Data for the task below:

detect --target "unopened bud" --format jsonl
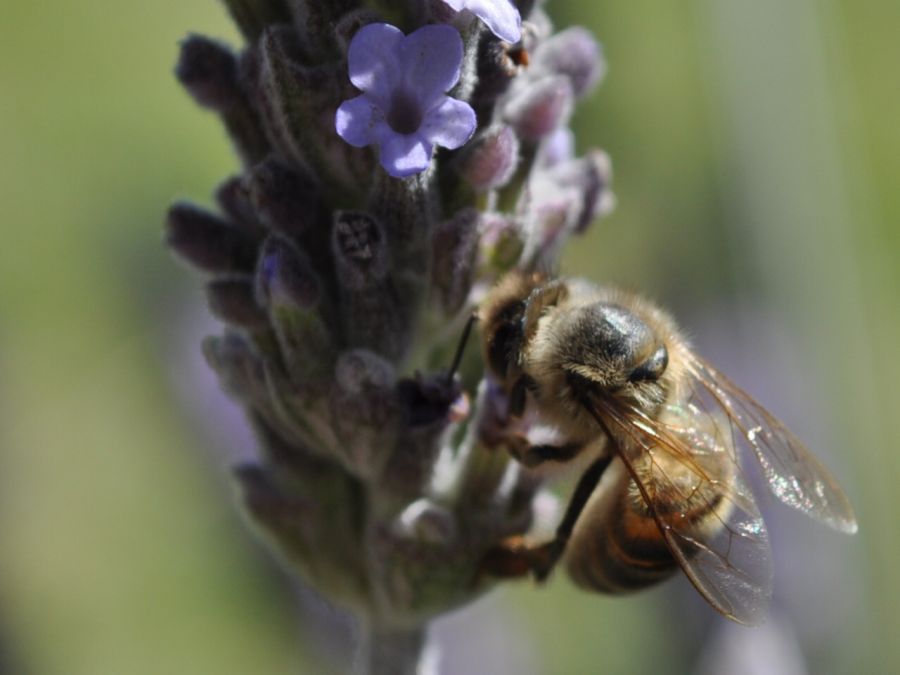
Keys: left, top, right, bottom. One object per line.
{"left": 176, "top": 35, "right": 270, "bottom": 165}
{"left": 256, "top": 235, "right": 319, "bottom": 308}
{"left": 549, "top": 149, "right": 614, "bottom": 233}
{"left": 432, "top": 208, "right": 480, "bottom": 315}
{"left": 176, "top": 35, "right": 240, "bottom": 110}
{"left": 503, "top": 74, "right": 573, "bottom": 141}
{"left": 332, "top": 211, "right": 389, "bottom": 290}
{"left": 245, "top": 156, "right": 324, "bottom": 240}
{"left": 532, "top": 27, "right": 605, "bottom": 98}
{"left": 165, "top": 202, "right": 258, "bottom": 274}
{"left": 215, "top": 176, "right": 261, "bottom": 234}
{"left": 206, "top": 276, "right": 270, "bottom": 329}
{"left": 458, "top": 125, "right": 520, "bottom": 192}
{"left": 478, "top": 212, "right": 525, "bottom": 277}
{"left": 332, "top": 212, "right": 411, "bottom": 360}
{"left": 330, "top": 349, "right": 400, "bottom": 477}
{"left": 257, "top": 236, "right": 335, "bottom": 387}
{"left": 535, "top": 127, "right": 574, "bottom": 169}
{"left": 202, "top": 333, "right": 268, "bottom": 406}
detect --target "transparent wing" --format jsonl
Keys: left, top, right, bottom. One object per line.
{"left": 585, "top": 394, "right": 773, "bottom": 625}
{"left": 684, "top": 355, "right": 858, "bottom": 534}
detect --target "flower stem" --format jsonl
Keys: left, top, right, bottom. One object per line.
{"left": 357, "top": 622, "right": 427, "bottom": 675}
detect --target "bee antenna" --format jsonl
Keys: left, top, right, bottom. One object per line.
{"left": 447, "top": 313, "right": 479, "bottom": 385}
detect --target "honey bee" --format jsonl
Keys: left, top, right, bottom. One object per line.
{"left": 477, "top": 271, "right": 857, "bottom": 624}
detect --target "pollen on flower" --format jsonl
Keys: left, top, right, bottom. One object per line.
{"left": 335, "top": 23, "right": 477, "bottom": 178}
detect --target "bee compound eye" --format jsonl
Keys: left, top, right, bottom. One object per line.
{"left": 628, "top": 344, "right": 669, "bottom": 383}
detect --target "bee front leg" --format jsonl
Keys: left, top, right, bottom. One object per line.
{"left": 480, "top": 456, "right": 611, "bottom": 582}
{"left": 506, "top": 435, "right": 585, "bottom": 468}
{"left": 479, "top": 537, "right": 565, "bottom": 581}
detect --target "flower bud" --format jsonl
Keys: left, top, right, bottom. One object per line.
{"left": 532, "top": 27, "right": 606, "bottom": 97}
{"left": 215, "top": 176, "right": 261, "bottom": 234}
{"left": 329, "top": 349, "right": 400, "bottom": 478}
{"left": 244, "top": 156, "right": 324, "bottom": 241}
{"left": 202, "top": 333, "right": 269, "bottom": 406}
{"left": 257, "top": 235, "right": 336, "bottom": 387}
{"left": 233, "top": 459, "right": 370, "bottom": 608}
{"left": 432, "top": 208, "right": 480, "bottom": 315}
{"left": 332, "top": 211, "right": 413, "bottom": 361}
{"left": 332, "top": 211, "right": 390, "bottom": 290}
{"left": 457, "top": 125, "right": 520, "bottom": 192}
{"left": 535, "top": 126, "right": 574, "bottom": 169}
{"left": 205, "top": 276, "right": 270, "bottom": 329}
{"left": 176, "top": 35, "right": 240, "bottom": 110}
{"left": 503, "top": 74, "right": 574, "bottom": 141}
{"left": 549, "top": 149, "right": 615, "bottom": 233}
{"left": 165, "top": 202, "right": 259, "bottom": 274}
{"left": 478, "top": 212, "right": 525, "bottom": 277}
{"left": 176, "top": 35, "right": 270, "bottom": 165}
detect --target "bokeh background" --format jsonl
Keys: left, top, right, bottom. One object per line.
{"left": 2, "top": 1, "right": 897, "bottom": 673}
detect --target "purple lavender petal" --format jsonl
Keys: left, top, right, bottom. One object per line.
{"left": 335, "top": 94, "right": 388, "bottom": 147}
{"left": 443, "top": 0, "right": 521, "bottom": 44}
{"left": 420, "top": 96, "right": 477, "bottom": 149}
{"left": 379, "top": 133, "right": 433, "bottom": 178}
{"left": 348, "top": 23, "right": 404, "bottom": 103}
{"left": 398, "top": 25, "right": 464, "bottom": 107}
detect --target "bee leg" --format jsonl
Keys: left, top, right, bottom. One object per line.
{"left": 506, "top": 434, "right": 585, "bottom": 468}
{"left": 522, "top": 280, "right": 569, "bottom": 343}
{"left": 508, "top": 374, "right": 538, "bottom": 418}
{"left": 532, "top": 456, "right": 611, "bottom": 580}
{"left": 521, "top": 442, "right": 584, "bottom": 467}
{"left": 480, "top": 456, "right": 611, "bottom": 582}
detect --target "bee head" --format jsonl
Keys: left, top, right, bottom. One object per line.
{"left": 479, "top": 271, "right": 548, "bottom": 383}
{"left": 561, "top": 302, "right": 670, "bottom": 406}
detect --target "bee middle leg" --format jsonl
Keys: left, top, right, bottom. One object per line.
{"left": 480, "top": 455, "right": 611, "bottom": 582}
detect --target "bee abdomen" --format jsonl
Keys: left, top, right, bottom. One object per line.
{"left": 566, "top": 461, "right": 678, "bottom": 593}
{"left": 566, "top": 452, "right": 732, "bottom": 594}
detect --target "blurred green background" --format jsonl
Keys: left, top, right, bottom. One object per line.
{"left": 1, "top": 1, "right": 897, "bottom": 673}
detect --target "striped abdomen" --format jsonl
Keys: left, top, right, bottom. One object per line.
{"left": 565, "top": 449, "right": 733, "bottom": 594}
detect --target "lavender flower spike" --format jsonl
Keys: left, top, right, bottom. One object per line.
{"left": 172, "top": 3, "right": 615, "bottom": 671}
{"left": 442, "top": 0, "right": 522, "bottom": 43}
{"left": 335, "top": 23, "right": 477, "bottom": 178}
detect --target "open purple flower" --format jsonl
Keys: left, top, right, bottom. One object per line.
{"left": 335, "top": 23, "right": 477, "bottom": 179}
{"left": 442, "top": 0, "right": 522, "bottom": 44}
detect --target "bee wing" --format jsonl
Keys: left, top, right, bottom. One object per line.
{"left": 684, "top": 355, "right": 858, "bottom": 534}
{"left": 585, "top": 394, "right": 773, "bottom": 625}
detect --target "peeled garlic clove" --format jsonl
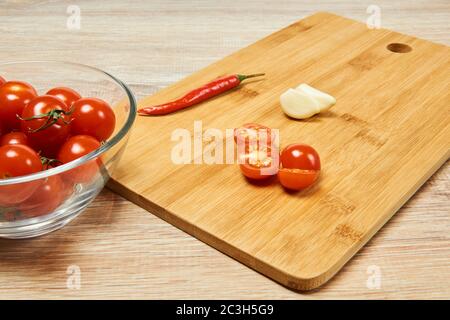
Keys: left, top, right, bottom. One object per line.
{"left": 296, "top": 83, "right": 336, "bottom": 111}
{"left": 280, "top": 88, "right": 320, "bottom": 119}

End of Data for the task.

Task to complete — Go through the lines above and count those that include "purple"; give the total and nothing more.

Expected answer — 2